--- RECORDS FOR THE EXERCISE ---

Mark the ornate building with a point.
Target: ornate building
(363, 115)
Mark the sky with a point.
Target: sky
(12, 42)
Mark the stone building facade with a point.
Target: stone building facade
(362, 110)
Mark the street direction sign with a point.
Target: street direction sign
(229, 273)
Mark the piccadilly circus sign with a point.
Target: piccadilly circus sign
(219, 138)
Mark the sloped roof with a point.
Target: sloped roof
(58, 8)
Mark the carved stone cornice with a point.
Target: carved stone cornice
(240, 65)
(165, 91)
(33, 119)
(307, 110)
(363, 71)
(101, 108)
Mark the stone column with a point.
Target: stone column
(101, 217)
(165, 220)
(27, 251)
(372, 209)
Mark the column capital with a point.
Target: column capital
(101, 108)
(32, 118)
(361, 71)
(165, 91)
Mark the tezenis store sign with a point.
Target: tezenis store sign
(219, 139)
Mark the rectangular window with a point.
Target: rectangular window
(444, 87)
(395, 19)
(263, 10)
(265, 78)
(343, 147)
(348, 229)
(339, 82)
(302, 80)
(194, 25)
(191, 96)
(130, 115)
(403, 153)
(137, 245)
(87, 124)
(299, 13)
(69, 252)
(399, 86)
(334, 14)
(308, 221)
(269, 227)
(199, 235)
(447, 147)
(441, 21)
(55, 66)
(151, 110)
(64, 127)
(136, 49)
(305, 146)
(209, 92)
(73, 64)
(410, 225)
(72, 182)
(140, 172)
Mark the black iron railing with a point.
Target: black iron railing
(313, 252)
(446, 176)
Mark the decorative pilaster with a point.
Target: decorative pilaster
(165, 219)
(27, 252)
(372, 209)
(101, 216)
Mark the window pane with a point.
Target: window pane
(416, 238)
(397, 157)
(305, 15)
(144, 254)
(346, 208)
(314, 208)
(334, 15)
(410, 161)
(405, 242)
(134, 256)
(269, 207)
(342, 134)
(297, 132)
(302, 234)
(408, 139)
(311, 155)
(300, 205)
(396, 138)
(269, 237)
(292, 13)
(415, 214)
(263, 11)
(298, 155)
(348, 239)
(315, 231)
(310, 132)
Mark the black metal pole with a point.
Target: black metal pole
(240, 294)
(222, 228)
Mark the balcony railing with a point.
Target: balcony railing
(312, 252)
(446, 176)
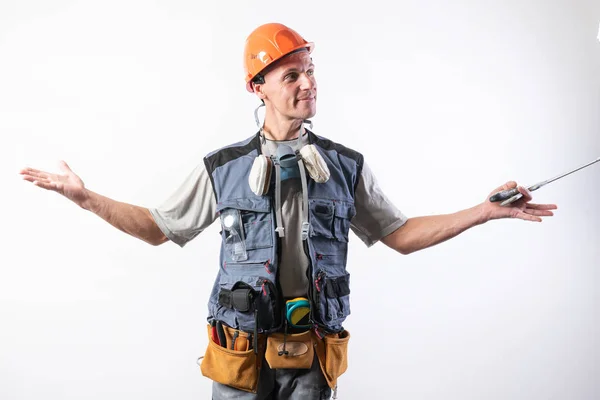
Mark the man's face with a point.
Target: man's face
(290, 86)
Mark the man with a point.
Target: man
(286, 200)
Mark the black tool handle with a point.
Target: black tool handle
(221, 334)
(503, 195)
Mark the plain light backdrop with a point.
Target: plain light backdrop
(446, 100)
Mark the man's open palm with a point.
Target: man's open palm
(68, 183)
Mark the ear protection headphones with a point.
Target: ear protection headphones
(286, 159)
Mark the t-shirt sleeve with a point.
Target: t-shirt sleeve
(376, 217)
(189, 210)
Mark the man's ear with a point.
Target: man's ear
(258, 89)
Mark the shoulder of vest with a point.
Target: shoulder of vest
(222, 156)
(328, 144)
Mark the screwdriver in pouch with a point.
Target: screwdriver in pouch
(511, 195)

--- WHAT YOU WILL DO ---
Would you return the whole listing exactly, without the pictures?

--- RESPONSE TO THIS TASK ---
Mark the ornate building with a point.
Target: ornate building
(363, 115)
Mark the sky with a point.
Target: sky
(12, 42)
Mark the stone building facade with a point.
Target: stone building facade
(362, 110)
Mark the street direction sign with a point.
Target: street direction sign
(229, 273)
Mark the piccadilly circus sign with a point.
Target: piccadilly circus sign
(219, 138)
Mark the sloped roof with a point.
Target: sloped roof
(58, 8)
Mark the carved stone cornice with a point.
Target: carved stone cornice
(240, 65)
(165, 91)
(33, 119)
(307, 110)
(363, 71)
(101, 108)
Mark the stone column with a point.
Target: stone column
(101, 217)
(165, 220)
(27, 251)
(372, 209)
Mark the column capital with a point.
Target: column capital
(101, 108)
(32, 118)
(361, 71)
(165, 91)
Mark the tezenis store sign with a point.
Target: tezenis store sign
(219, 139)
Mark the rectangular window with a point.
Target: rectangular window
(444, 87)
(395, 19)
(263, 10)
(265, 78)
(343, 147)
(348, 229)
(339, 82)
(302, 80)
(194, 25)
(191, 96)
(130, 115)
(403, 153)
(137, 245)
(87, 124)
(299, 13)
(69, 252)
(399, 86)
(334, 14)
(308, 221)
(269, 227)
(199, 235)
(447, 147)
(441, 21)
(55, 66)
(151, 110)
(64, 127)
(136, 49)
(305, 146)
(209, 92)
(73, 64)
(410, 225)
(72, 182)
(140, 172)
Mark the black iron railing with a point.
Target: black iron railing
(313, 252)
(446, 176)
Mark the decorative pilaster with a point.
Target: decorative pilaster
(165, 219)
(27, 252)
(372, 209)
(101, 216)
Mark the window pane with a point.
Target: window pane
(416, 238)
(397, 157)
(305, 15)
(144, 254)
(346, 208)
(314, 208)
(334, 15)
(410, 161)
(405, 242)
(134, 256)
(269, 207)
(342, 134)
(297, 132)
(302, 234)
(408, 139)
(311, 155)
(300, 205)
(396, 138)
(269, 237)
(292, 13)
(415, 214)
(263, 11)
(298, 155)
(348, 239)
(315, 231)
(310, 132)
Mark the black metal pole with a point.
Target: black metal pole
(240, 294)
(222, 228)
Mark the balcony railing with a point.
Target: balcony railing
(312, 252)
(446, 176)
Mark the man's face with a point.
Target: man's face
(290, 86)
Mark the man with a point.
Target: man
(286, 200)
Mark the black tool handle with a point.
Target: black tool handle
(221, 334)
(503, 195)
Mark the plain light backdrop with a point.
Target: plain light backdrop
(446, 100)
Mark the man's open palm with a point.
Target: man's open palm
(68, 183)
Mark the ear protection headphones with a point.
Target: ear protection headphones
(286, 159)
Mark the t-shirt sleeve with a point.
Target: t-shirt sleeve
(376, 217)
(189, 210)
Mark the man's ear with a point.
Target: man's ear
(258, 89)
Mark the shoulder of vest with a point.
Target: shoulder of vest
(222, 156)
(328, 144)
Mark the screwdriver in pouch with a point.
Target: screwdriver in pouch
(511, 195)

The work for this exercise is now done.